= EXERCISE INSTRUCTIONS =
Render the lines of the listing below, from the line with "Identify the cracked" to the line with "xmin=821 ymin=245 xmax=934 ymax=264", both included, as a JSON list of strings with one string per line and blank lines omitted.
━━ EXERCISE INPUTS ━━
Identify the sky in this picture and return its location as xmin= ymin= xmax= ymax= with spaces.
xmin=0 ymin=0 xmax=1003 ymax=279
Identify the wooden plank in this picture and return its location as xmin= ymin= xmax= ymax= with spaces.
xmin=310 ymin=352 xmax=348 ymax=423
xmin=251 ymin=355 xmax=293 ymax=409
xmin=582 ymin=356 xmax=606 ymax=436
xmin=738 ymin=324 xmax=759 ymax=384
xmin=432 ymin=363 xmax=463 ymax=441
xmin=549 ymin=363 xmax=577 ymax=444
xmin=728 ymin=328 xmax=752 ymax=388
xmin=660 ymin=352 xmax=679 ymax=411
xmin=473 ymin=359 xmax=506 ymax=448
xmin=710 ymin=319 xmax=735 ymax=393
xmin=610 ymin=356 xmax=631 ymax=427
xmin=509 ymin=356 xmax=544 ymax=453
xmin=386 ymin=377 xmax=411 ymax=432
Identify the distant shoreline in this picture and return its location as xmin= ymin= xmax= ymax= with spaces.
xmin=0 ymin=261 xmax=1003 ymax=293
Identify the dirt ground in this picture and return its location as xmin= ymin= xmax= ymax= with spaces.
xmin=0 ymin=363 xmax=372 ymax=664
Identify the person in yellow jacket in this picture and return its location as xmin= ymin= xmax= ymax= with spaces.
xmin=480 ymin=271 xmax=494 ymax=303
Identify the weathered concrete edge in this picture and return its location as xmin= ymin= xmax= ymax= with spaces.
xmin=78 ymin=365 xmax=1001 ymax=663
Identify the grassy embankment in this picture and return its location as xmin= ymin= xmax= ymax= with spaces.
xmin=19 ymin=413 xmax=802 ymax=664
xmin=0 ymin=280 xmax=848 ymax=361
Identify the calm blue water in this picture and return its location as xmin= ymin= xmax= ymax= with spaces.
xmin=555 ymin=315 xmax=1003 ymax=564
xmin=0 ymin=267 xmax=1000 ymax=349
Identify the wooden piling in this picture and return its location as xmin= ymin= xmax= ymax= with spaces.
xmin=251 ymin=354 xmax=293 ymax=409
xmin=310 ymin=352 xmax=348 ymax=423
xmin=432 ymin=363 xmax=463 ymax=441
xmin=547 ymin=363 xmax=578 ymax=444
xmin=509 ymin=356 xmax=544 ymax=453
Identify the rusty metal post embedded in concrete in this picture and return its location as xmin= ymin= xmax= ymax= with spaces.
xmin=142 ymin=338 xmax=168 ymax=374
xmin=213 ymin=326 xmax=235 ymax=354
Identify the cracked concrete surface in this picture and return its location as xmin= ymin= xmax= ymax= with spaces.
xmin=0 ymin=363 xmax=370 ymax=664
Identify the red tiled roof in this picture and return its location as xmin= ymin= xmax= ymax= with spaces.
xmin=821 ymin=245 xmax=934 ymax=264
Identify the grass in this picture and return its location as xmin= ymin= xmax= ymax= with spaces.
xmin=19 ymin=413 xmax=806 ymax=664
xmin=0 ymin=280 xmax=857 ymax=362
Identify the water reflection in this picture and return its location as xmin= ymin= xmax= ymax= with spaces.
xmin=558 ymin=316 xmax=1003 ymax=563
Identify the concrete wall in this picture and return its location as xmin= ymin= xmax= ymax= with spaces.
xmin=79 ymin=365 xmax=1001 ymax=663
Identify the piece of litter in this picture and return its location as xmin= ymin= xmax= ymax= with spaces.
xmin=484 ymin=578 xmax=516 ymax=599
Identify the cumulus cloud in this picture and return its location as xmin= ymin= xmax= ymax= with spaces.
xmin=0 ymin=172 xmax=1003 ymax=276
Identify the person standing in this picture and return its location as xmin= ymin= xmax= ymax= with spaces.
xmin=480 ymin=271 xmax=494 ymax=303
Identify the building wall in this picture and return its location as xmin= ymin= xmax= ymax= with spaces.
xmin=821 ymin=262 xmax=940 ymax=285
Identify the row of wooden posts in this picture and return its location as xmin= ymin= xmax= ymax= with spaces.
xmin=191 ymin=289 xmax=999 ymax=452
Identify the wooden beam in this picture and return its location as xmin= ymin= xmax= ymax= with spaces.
━━━
= CORRECT RESULT =
[
  "Identify the cracked concrete surface in this picture and return its location as xmin= ymin= xmax= ymax= with spaces.",
  "xmin=0 ymin=363 xmax=370 ymax=664",
  "Identify the red tiled roof in this picture and return its location as xmin= ymin= xmax= ymax= with spaces.",
  "xmin=821 ymin=245 xmax=934 ymax=264"
]